— Source records —

☆ ☆ ☆

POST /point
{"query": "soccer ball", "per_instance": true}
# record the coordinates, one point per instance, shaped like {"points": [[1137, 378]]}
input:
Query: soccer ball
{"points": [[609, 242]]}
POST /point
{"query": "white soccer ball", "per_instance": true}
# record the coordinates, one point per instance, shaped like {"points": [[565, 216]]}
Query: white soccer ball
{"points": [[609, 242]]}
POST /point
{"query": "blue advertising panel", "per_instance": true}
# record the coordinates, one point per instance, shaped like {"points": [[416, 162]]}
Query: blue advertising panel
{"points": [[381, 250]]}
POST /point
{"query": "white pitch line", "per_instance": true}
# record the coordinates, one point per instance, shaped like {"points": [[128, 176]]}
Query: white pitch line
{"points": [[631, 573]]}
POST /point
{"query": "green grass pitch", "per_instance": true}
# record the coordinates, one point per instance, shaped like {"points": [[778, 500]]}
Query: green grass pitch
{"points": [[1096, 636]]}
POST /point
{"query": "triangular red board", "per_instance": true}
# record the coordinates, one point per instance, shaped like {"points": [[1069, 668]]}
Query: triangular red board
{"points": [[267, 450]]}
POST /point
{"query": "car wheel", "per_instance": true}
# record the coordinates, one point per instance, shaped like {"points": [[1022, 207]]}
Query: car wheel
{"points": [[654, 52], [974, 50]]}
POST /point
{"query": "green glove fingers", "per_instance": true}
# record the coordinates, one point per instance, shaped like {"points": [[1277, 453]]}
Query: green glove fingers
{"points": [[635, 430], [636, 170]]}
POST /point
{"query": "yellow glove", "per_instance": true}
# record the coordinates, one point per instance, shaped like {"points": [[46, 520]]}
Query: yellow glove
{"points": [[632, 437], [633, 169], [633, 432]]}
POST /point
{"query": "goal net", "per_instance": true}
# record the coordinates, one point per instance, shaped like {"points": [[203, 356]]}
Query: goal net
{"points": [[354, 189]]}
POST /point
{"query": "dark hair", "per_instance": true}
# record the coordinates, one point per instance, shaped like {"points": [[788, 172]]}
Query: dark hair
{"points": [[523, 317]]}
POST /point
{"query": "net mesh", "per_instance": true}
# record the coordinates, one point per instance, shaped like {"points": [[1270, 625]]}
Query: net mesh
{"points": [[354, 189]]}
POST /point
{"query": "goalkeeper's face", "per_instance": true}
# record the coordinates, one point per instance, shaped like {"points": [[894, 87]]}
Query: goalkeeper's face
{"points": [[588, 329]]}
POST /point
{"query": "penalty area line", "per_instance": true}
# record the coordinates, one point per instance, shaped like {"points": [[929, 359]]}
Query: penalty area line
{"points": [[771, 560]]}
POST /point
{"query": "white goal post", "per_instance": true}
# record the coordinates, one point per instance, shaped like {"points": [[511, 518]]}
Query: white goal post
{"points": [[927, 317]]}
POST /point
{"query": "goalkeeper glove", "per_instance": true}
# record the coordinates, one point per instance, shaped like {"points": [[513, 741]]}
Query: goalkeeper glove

☆ ☆ ☆

— What you should do —
Nothing in the records should change when you repeat them all.

— Exercise solution —
POST /point
{"query": "soccer ball", "per_instance": true}
# record the coordinates, one point per instance, shaped like {"points": [[1137, 378]]}
input:
Query: soccer ball
{"points": [[609, 242]]}
POST /point
{"query": "white soccer ball", "per_instance": true}
# record the coordinates, one point per instance, shaped like {"points": [[565, 216]]}
Query: white soccer ball
{"points": [[609, 242]]}
POST /point
{"query": "blue advertising panel", "per_instance": true}
# record the coordinates, one point per instance, shaped like {"points": [[416, 162]]}
Query: blue advertising panel
{"points": [[381, 250]]}
POST /point
{"query": "white pitch line", "per_instance": true}
# record the coordinates, one point per instance, shaped like {"points": [[128, 176]]}
Query: white pitch line
{"points": [[631, 573]]}
POST /point
{"query": "green grass pitch", "per_instance": true}
# record the coordinates, one point per instance, shaped like {"points": [[778, 500]]}
Query: green grass pitch
{"points": [[1096, 636]]}
POST /point
{"query": "triangular red board", "per_instance": true}
# record the coordinates, one point per instance, shaped like {"points": [[1069, 668]]}
Query: triangular red board
{"points": [[267, 450]]}
POST /point
{"query": "car wheel", "per_instance": true}
# record the coordinates, one point per instance, shaped like {"points": [[1022, 207]]}
Query: car wheel
{"points": [[654, 52], [974, 50]]}
POST /point
{"query": "green glove fingers", "per_instance": true}
# record the coordinates, one point per instance, shaped like {"points": [[1277, 453]]}
Query: green glove fingers
{"points": [[635, 430], [636, 170]]}
POST /point
{"query": "yellow glove", "per_instance": true}
# record the coordinates, one point per instance, shaped like {"points": [[46, 520]]}
Query: yellow glove
{"points": [[632, 437], [633, 169], [633, 432]]}
POST /point
{"query": "goal net", "per_instance": true}
# record the coordinates, one point per instance, shaped like {"points": [[203, 356]]}
Query: goal net
{"points": [[354, 189]]}
POST /point
{"query": "dark hair", "per_instance": true}
# record the coordinates, one point per instance, shaped like {"points": [[788, 172]]}
Query: dark hair
{"points": [[523, 317]]}
POST /point
{"query": "net mesh", "per_instance": true}
# record the coordinates, one point per instance, shaped like {"points": [[1270, 625]]}
Query: net mesh
{"points": [[354, 189]]}
POST /point
{"query": "goalkeeper's face", "per_instance": true}
# record the coordinates, one point per instance, shaped like {"points": [[894, 87]]}
Query: goalkeeper's face
{"points": [[588, 329]]}
POST /point
{"query": "penalty area line", "per_instance": true}
# record the coordinates, one point per instance, shaped like {"points": [[929, 359]]}
Query: penalty area line
{"points": [[771, 560]]}
POST /point
{"query": "white goal post", "per_instance": true}
# record the coordinates, one point per instance, shaped like {"points": [[511, 518]]}
Query: white goal post
{"points": [[927, 317]]}
POST /point
{"query": "goalkeeper glove", "per_instance": true}
# record the coordinates, one point per instance, shaped like {"points": [[513, 741]]}
Query: goalkeeper glove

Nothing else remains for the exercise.